We'll start with intent, which is the I in I CARE. You want to make sure that you're giving readers exactly what they expect. Honestly, as a content producer, I know that sometimes the element of surprise is great for storytelling, but when it comes to interlinking, that's not the case. You want your users to expect what they're clicking on. Looking at this example, strong customer relationships lead to better brand loyalty. In this example, we're linking to a guide on how to build customer relationships. This makes sense for the users. They want to understand, okay, well, what is a strong customer relationship? Now, they're going to click on this and they're going to dive in a little bit further.

Angela:

Not so great example of this is strong customer relationships lead to better brand loyalty, the same sentence, but instead, we're linking out to our CRM software solution page where a user is going to land on this page and be encouraged to buy a product that they're not ready to purchase yet. They're a little confused as to why they're on this product page because they still need to go back and figure out how to build customer relationships.

Angela:

Intent kind of ties right into this next one, the C of I CARE and that's context. You want to make sure that you're thinking of context as the words surrounding the interlink that you're placing. This is where you want to make sure that you're not matching keywords, you're matching context. Just because you're mentioning a keyword that is an anchor page for a text on your site, does not mean that that is the place that you should be linking to it or that you should even be linking to it in the article that you're writing. It all depends on the context. For example, put your audience at the center of your SEO strategy. The context around this link suggests that what I'm about to click on is going to give me a guide on how to put people at the center of my SEO strategy or more details on developing my strategy. This is a great example.

Angela:

In the wrong or not-so-great example, we are talking about a specific brand. We're saying Byrdie's SEO strategy is built around topic clusters. The SEO strategy link here doesn't make sense. The context around it does not lead me to believe that I'm about to click into a how-to guide. It maybe suggests that I might look at something closer that is specific to Byrdie. Maybe in this instance, you would not link to SEO strategy and maybe there's something you could link to on your site around topic clusters instead because here's where you can learn a little bit more about what those are and the context surrounding that link leads you to believe that.

**Set tasks:**
• a. Transcribe, word for word, the portion of the interlinking transcript that begins with the words containing "Not so great" and ends with "out how to build customer relationships.".
• b. Extend the transcript on the I CARE approach to interlinking by writing the next portion, beginning right after its final sentence.

**Dataset rows:**
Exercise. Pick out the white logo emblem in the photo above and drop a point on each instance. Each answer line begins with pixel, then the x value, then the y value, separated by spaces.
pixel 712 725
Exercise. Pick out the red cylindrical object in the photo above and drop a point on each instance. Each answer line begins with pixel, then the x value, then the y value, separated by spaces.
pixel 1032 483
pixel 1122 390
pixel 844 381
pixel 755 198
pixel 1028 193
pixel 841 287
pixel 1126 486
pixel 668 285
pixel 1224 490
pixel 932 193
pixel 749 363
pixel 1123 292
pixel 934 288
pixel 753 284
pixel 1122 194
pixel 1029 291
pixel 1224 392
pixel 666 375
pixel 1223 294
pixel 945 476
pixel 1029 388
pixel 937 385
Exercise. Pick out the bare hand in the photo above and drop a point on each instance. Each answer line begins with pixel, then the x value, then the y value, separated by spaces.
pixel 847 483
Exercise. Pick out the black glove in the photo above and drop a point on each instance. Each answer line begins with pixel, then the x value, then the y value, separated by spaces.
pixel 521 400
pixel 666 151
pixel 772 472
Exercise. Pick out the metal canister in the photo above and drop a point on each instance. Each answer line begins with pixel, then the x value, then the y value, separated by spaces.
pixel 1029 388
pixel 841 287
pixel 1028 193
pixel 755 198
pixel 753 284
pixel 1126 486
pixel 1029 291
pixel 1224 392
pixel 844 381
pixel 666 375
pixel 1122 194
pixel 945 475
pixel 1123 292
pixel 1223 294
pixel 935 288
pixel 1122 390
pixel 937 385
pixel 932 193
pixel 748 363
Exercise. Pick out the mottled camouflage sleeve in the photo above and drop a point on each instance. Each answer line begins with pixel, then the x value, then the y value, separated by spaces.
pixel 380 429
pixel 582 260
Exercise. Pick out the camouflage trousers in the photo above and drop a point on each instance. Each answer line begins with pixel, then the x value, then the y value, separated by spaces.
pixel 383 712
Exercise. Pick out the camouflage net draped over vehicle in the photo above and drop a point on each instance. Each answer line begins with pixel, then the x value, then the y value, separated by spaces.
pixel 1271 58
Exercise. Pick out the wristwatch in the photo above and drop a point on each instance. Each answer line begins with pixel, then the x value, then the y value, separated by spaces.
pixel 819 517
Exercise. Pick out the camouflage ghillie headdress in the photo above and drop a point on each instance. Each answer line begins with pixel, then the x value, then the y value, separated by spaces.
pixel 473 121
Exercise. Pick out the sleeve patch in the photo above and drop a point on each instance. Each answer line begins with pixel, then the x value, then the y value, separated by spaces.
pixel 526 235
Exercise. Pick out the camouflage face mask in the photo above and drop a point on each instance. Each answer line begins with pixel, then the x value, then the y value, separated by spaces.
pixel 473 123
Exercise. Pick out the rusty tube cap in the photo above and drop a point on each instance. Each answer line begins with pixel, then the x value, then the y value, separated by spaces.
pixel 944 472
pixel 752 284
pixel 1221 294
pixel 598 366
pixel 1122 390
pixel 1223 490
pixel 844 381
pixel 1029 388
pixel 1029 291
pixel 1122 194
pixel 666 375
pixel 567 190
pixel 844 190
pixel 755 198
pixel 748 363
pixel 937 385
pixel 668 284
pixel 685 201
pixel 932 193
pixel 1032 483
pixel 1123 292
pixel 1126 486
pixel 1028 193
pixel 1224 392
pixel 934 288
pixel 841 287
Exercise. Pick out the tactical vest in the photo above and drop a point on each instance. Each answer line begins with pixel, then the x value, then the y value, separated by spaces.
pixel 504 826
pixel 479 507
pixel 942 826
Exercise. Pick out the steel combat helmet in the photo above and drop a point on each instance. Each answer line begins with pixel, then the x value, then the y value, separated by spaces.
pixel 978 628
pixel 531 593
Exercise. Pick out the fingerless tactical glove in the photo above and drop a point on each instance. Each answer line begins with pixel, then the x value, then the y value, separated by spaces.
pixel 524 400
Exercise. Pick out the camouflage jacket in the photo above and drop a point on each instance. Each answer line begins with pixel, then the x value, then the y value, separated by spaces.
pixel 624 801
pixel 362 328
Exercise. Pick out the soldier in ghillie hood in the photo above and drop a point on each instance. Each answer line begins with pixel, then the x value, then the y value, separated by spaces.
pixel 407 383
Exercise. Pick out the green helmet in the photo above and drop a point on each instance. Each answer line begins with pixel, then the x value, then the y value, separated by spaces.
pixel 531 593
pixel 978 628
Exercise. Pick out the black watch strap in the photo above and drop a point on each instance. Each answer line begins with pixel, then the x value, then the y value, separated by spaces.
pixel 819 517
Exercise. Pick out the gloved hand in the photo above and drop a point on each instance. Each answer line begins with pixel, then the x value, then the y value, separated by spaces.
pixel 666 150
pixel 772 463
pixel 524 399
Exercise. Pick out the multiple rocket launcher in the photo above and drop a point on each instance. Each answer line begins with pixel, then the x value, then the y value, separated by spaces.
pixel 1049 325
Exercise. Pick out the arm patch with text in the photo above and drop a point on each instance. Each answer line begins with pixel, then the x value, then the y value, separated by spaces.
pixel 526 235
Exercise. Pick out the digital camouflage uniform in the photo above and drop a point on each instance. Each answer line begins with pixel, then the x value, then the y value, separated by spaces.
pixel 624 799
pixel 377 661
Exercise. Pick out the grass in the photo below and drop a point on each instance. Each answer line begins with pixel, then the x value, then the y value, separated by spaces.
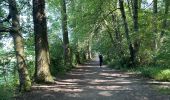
pixel 156 73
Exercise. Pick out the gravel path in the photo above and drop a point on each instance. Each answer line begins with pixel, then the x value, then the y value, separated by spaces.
pixel 90 82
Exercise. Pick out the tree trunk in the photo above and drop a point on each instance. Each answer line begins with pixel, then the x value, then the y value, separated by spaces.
pixel 24 79
pixel 122 10
pixel 155 11
pixel 136 28
pixel 67 58
pixel 42 61
pixel 164 24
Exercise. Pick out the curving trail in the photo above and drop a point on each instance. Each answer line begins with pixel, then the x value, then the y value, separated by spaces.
pixel 90 82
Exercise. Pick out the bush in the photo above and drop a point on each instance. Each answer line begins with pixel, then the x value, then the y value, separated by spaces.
pixel 157 73
pixel 7 92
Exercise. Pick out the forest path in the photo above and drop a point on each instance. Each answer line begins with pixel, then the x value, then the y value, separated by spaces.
pixel 90 82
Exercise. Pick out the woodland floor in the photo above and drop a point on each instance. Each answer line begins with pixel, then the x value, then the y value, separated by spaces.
pixel 90 82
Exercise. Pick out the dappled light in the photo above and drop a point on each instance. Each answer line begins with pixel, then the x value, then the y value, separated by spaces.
pixel 90 82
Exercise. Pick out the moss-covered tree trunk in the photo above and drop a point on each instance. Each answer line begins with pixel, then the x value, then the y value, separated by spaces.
pixel 24 79
pixel 42 61
pixel 67 53
pixel 131 50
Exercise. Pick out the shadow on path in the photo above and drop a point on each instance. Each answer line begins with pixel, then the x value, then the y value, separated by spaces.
pixel 90 82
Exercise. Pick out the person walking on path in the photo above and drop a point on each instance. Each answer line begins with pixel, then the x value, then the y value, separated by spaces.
pixel 100 59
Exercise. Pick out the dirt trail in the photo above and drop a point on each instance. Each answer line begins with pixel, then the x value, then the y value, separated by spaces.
pixel 90 82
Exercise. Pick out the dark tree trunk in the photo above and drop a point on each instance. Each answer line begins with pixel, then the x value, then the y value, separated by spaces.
pixel 42 61
pixel 136 28
pixel 155 11
pixel 67 56
pixel 24 79
pixel 122 10
pixel 164 24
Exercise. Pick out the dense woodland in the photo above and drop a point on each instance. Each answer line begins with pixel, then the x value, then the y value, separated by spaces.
pixel 41 39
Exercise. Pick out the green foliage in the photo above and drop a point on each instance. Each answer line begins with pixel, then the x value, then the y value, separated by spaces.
pixel 56 57
pixel 7 92
pixel 159 73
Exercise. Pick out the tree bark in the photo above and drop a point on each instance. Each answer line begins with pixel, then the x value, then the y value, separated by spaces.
pixel 67 56
pixel 42 61
pixel 164 24
pixel 24 79
pixel 136 28
pixel 122 10
pixel 155 11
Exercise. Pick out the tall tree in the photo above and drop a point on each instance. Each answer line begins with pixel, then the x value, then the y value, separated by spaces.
pixel 136 27
pixel 131 50
pixel 67 55
pixel 155 11
pixel 25 82
pixel 42 61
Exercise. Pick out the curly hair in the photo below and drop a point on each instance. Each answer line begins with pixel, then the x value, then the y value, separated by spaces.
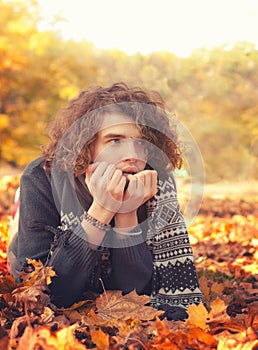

**Answers to each task:**
• a.
Not so great example of this is strong customer relationships lead to better brand loyalty, the same sentence, but instead, we're linking out to our CRM software solution page where a user is going to land on this page and be encouraged to buy a product that they're not ready to purchase yet. They're a little confused as to why they're on this product page because they still need to go back and figure out how to build customer relationships.

• b.
Jonas:

Back to the anchor text discussion. Anchor text tells a really rich story about what the page is about, what you're linking to, the intent behind the page, whether it's informational or definitional or something that somebody wants to purchase. Using the right anchor text is critical and I would recommend you pull your anchor text from the keywords you want a page to rank for. If you've done your keyword research and you've got a list of 50 terms that you think this page should rank for because the top ranking website ranks in, let's say, 50 of these keywords that rank in the top three for that page. You know it's possible. You know you can get there. I would pull your list of anchor texts from those keywords, both for internal links and for backlinks in this case.

Jonas:

As one example, you have a sentence, if you publish health content, you need to know what EAT is. In this case, what is EAT is the target keyword. The article is about what EAT is. It explains how Google's expertise, authority, and trust are critical for SEO and explains how it works a little bit. In the second example, the not as good example, we have the same sentence, but we've shifted the anchor text to publish health content. In that case, the page isn't about publishing health content, so it doesn't make as much sense. I think sometimes this happens because folks get a little bit timid about using keywords in anchor text. Because of the fear of getting a penalty, they start to think, well, I better mix it up. I've used a lot of keywords anchor to this page. I really shouldn't do that, so I'm just going to shift it to something that doesn't make as much sense.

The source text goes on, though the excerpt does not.